* **Page extract**:
>>>

At #CatholicConvo, former president of US bishops' conference talks about origins of this mega-gathering of Catholic leaders.
More than 100 bishops are attending this weekend’s Convocation of Catholic Leaders in Orlando. One of them is Archbishop Joseph Kurtz of Louisville. As president of the U.S. Conference of Catholic Bishops from 2013 to 2016, Archbishop Kurtz had a hand in planning the convocation. In between meetings on a very busy Day 1 of the convocation, Archbishop Kurtz took a moment to speak with Aleteia.
Fr. Aquinas: When the bishops began to plan this convocation, what goals did they set for it?
Archbishop Kurtz: Since the beginning of our planning, the goals have somewhat evolved. The first goal was to explore how we believers, as evangelizers, ought to communicate the message of the gospel to the modern ear. How do we choose our language so that it is heard and understood and received?
Then, Pope Francis came along. With Evangelii Gaudium, we thought, “Wow! This is the perfect hand-in-glove—he’s the hand, we’re the glove—of talking about missionary disciples.” So, the goal shifted from exploring different means of communication to engaging and energizing missionary disciples. And our first target here is ourselves as parochial and diocesan leaders. We all bring different passions to our work; we all have different gifts and ministries. But we need to be united in discipleship and in preaching the gospel.

<<<

* **Dataset entries**:
>>>

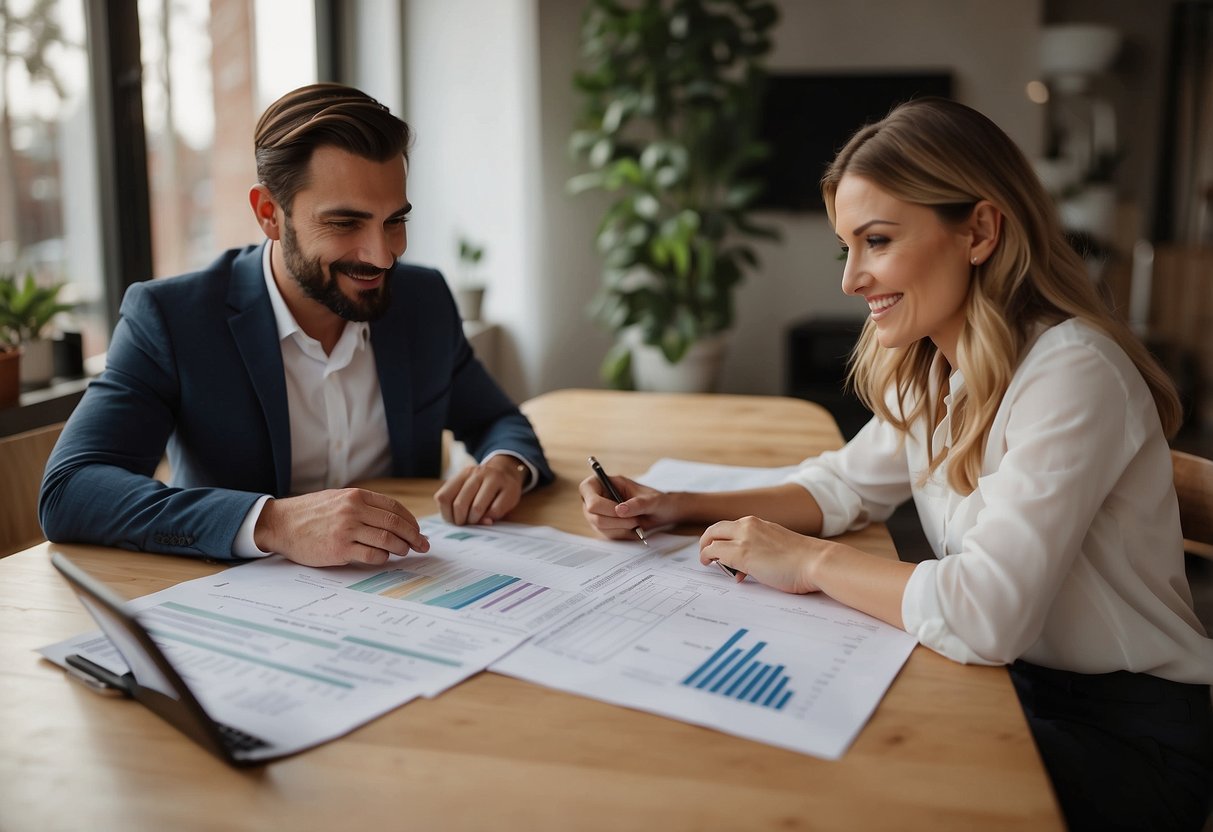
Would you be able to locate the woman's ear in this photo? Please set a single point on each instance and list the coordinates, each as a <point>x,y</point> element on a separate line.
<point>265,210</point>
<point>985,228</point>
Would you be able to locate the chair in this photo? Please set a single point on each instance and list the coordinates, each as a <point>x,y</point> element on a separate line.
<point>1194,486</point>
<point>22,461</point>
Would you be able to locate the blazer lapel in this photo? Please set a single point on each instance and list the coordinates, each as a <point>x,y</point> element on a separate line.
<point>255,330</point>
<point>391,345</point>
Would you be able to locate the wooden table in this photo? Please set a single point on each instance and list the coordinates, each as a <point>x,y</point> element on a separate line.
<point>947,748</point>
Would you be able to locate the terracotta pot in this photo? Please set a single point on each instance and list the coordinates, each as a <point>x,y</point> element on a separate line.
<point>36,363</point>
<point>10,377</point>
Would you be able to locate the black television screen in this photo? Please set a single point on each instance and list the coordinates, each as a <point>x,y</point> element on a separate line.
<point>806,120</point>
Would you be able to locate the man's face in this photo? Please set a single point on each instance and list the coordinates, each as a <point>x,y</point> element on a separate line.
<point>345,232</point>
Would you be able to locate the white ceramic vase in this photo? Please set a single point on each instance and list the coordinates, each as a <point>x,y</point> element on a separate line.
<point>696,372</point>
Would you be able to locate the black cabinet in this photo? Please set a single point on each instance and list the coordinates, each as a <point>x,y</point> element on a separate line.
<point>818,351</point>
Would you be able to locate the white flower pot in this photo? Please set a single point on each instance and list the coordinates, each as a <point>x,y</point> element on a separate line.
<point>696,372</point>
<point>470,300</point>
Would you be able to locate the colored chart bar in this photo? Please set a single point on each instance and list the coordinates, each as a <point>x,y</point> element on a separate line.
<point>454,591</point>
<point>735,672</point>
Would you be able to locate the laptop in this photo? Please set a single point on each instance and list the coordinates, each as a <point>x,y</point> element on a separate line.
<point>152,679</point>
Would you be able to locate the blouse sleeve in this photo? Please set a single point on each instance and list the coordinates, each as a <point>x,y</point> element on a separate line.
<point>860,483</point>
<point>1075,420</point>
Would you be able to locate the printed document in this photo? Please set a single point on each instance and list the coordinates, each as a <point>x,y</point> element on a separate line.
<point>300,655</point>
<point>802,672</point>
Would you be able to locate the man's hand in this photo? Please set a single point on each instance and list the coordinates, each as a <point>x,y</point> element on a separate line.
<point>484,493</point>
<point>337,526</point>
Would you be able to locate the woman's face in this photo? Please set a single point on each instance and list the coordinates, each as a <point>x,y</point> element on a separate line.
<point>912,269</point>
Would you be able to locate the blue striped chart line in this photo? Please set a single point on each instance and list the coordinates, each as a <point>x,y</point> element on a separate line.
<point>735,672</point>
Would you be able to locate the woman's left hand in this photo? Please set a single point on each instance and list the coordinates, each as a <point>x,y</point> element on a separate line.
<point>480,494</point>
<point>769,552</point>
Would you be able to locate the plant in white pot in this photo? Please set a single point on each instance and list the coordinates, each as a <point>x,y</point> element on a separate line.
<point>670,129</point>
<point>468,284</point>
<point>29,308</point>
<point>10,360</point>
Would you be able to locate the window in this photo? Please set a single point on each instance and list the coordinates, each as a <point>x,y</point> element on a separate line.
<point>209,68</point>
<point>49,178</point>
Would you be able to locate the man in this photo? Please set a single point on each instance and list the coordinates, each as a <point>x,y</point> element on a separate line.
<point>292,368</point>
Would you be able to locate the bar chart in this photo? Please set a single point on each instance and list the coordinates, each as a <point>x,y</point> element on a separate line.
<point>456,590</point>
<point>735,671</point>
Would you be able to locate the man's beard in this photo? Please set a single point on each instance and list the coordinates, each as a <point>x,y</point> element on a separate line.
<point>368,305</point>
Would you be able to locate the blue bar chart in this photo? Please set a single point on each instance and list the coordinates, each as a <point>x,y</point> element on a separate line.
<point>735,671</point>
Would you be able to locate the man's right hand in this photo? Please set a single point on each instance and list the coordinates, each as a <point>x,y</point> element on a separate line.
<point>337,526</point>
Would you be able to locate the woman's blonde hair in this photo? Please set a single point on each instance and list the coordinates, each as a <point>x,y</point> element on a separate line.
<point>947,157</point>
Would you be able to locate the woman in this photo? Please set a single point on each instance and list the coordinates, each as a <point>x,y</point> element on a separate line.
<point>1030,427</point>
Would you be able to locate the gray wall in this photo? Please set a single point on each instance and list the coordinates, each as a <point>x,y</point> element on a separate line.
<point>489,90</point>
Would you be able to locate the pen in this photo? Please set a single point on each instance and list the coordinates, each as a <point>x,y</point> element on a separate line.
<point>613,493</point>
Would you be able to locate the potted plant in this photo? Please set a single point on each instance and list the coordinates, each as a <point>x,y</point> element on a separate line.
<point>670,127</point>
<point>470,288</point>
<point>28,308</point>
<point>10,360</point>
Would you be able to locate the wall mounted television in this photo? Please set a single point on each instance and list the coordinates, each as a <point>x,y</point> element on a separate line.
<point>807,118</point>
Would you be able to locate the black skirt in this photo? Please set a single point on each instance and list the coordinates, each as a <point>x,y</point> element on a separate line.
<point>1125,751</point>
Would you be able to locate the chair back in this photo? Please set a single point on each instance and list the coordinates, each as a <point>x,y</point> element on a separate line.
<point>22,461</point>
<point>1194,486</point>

<<<
>>>

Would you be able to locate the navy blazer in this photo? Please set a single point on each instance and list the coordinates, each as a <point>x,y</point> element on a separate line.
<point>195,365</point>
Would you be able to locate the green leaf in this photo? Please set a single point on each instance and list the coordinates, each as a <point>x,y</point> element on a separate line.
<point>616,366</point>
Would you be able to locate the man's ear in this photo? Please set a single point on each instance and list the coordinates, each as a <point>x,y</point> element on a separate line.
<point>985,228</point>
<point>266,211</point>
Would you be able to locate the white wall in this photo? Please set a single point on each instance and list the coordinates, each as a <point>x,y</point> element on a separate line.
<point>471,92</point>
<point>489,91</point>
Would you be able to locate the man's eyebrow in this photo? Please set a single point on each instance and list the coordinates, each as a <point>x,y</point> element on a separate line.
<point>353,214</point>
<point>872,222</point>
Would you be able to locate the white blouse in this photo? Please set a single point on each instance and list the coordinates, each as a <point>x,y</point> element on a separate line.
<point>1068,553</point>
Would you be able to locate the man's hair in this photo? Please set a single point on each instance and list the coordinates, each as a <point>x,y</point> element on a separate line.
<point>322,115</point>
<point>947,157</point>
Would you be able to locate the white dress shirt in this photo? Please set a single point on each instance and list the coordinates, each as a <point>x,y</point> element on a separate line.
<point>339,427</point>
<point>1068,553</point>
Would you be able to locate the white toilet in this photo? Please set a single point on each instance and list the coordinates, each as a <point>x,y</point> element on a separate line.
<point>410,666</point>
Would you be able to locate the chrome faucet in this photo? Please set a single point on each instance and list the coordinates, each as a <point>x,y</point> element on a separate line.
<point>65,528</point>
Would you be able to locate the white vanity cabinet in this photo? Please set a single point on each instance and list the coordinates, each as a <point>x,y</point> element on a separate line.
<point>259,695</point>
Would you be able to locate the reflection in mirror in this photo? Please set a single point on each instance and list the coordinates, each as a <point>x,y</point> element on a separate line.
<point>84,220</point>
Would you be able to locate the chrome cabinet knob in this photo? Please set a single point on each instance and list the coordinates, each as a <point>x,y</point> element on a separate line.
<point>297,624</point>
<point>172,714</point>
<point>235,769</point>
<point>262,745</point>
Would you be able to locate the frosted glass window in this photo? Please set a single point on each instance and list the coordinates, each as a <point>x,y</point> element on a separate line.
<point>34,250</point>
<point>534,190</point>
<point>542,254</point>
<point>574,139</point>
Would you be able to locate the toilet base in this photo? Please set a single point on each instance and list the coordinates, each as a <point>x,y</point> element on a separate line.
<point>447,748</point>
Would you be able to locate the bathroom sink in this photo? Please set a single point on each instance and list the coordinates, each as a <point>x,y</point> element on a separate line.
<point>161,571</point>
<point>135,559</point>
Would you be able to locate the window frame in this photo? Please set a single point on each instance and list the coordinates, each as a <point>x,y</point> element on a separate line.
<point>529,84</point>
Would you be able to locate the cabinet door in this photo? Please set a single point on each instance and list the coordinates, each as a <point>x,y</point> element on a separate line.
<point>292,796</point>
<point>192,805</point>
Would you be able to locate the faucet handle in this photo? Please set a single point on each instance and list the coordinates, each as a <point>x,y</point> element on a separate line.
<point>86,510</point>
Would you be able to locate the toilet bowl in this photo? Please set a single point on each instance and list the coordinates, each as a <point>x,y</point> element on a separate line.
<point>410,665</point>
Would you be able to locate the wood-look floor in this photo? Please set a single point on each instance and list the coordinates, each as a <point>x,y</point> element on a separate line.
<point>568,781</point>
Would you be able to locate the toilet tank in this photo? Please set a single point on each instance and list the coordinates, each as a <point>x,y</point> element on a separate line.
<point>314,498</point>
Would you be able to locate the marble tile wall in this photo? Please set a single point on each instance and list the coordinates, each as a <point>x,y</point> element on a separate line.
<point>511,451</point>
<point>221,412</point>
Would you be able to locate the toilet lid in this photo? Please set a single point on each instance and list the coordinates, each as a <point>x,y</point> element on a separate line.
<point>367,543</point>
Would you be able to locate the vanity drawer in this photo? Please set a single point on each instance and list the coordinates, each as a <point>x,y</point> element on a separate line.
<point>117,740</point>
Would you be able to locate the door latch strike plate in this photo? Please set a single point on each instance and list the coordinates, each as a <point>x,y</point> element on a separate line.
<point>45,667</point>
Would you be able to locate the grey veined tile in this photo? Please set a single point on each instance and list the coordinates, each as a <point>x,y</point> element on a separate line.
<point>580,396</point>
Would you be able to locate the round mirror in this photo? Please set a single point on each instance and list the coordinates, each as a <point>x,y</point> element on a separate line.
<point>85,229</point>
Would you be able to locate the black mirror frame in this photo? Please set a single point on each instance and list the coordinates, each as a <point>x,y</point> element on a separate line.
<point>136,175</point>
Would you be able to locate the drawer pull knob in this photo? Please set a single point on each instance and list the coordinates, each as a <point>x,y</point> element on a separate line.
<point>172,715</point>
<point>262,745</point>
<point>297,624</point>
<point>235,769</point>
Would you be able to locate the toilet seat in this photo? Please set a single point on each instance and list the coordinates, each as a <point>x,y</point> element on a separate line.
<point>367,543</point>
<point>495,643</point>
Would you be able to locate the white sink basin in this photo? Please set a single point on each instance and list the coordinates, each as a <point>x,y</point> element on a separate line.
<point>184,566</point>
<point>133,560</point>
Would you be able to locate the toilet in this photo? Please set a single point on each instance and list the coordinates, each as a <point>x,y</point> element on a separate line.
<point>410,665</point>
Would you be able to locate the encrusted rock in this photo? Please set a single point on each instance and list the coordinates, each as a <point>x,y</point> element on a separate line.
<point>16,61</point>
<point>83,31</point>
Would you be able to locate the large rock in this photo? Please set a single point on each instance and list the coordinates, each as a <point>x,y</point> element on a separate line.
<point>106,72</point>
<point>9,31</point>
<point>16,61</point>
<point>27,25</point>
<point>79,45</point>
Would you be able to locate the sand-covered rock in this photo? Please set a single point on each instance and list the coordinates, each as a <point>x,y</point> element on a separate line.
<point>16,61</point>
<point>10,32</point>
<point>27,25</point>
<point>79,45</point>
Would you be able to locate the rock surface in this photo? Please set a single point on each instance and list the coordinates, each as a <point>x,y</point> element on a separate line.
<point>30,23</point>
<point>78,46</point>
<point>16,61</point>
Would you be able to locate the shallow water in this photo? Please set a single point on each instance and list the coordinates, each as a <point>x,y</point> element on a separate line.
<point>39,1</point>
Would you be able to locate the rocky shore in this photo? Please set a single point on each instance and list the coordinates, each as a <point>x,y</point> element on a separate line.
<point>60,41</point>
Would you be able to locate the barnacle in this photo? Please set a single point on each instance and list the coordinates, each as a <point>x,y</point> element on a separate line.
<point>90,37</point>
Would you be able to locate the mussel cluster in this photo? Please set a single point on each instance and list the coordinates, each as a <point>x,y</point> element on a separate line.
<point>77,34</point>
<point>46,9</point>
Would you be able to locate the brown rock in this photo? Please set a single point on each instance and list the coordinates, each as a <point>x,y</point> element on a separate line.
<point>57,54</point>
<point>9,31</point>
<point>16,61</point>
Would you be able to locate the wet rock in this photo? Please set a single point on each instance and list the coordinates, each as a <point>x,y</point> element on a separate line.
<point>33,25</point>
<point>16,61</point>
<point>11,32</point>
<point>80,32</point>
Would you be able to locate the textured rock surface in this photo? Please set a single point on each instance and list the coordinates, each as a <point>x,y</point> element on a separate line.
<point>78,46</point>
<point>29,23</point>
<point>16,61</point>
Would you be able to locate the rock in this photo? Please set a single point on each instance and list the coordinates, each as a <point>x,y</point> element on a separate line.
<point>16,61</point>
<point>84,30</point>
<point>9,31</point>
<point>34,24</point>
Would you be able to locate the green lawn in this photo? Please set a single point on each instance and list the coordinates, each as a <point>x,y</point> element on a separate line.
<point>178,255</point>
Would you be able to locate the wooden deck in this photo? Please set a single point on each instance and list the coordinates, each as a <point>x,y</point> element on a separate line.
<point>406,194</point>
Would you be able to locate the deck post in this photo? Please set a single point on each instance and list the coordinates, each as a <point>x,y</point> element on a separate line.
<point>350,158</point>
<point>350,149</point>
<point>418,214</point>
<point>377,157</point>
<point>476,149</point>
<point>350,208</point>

<<<

* **Objectives**:
**1)** In the convocation interview, during which years did Archbishop Kurtz serve as president of the U.S. Conference of Catholic Bishops?
**2)** Carry on the convocation interview from its final sentence.

* **Answers to the tasks**:
**1)** From 2013 to 2016.

**2)**
This conference is meant, therefore, not only to inspire and encourage missionary disciples but also to unleash some creativity in this regard. Thus the essential work of the conference will unfold on the last day as the different diocesan groups come together to share and collect the ideas that they will take home with them.
Fr. Aquinas: To those who scratch their heads over the term “missionary disciple,” how would you explain it?
Archbishop Kurtz: The term came from the Aparecida Document published in 2007 by the Latin American Bishops Conference. This document came to worldwide prominence in 2013 after Pope Francis’ election; as Cardinal Bergoglio, Pope Francis played a large role in writing the document.
At Aparecida [Brazil], the bishops of Central and South America affirmed that, first of all, believers need to be disciples who day to day follow the Lord. As disciples, believers need to deepen their experience of the Lord Jesus. They need to deepen their understanding of the faith. They need to deepen their community with each other. And then, as disciples, they need to witness, which is the missionary part of the believer’s life. To be a missionary disciple, therefore, is to be a believer who puts these two things together—to experience Christ and to witness to Christ.
For examples of missionary discipleship, we need look no further than the apostles. They were enlivened by the resurrection of Jesus, and they witnessed to its power.
Fr. Aquinas: What are some of the challenges that you see impeding Christians today from living as missionary disciples?
Archbishop Kurtz: One of the challenges is, as Cardinal Weurl calls it, the “tsunami of secularism”—the notion that the question of faith is irrelevant to life, that one can get along in life without acknowledging God. We live in both the best and worst of times; people have so many opportunities, but they live in the illusion of being free to do whatever they want. But the fruit of living this way is not liberty but unhappiness. We see everywhere in people the thirst and restlessness that St. Augustine talked about. It is a challenge that so many do not slow down enough to become aware of this restlessness in them.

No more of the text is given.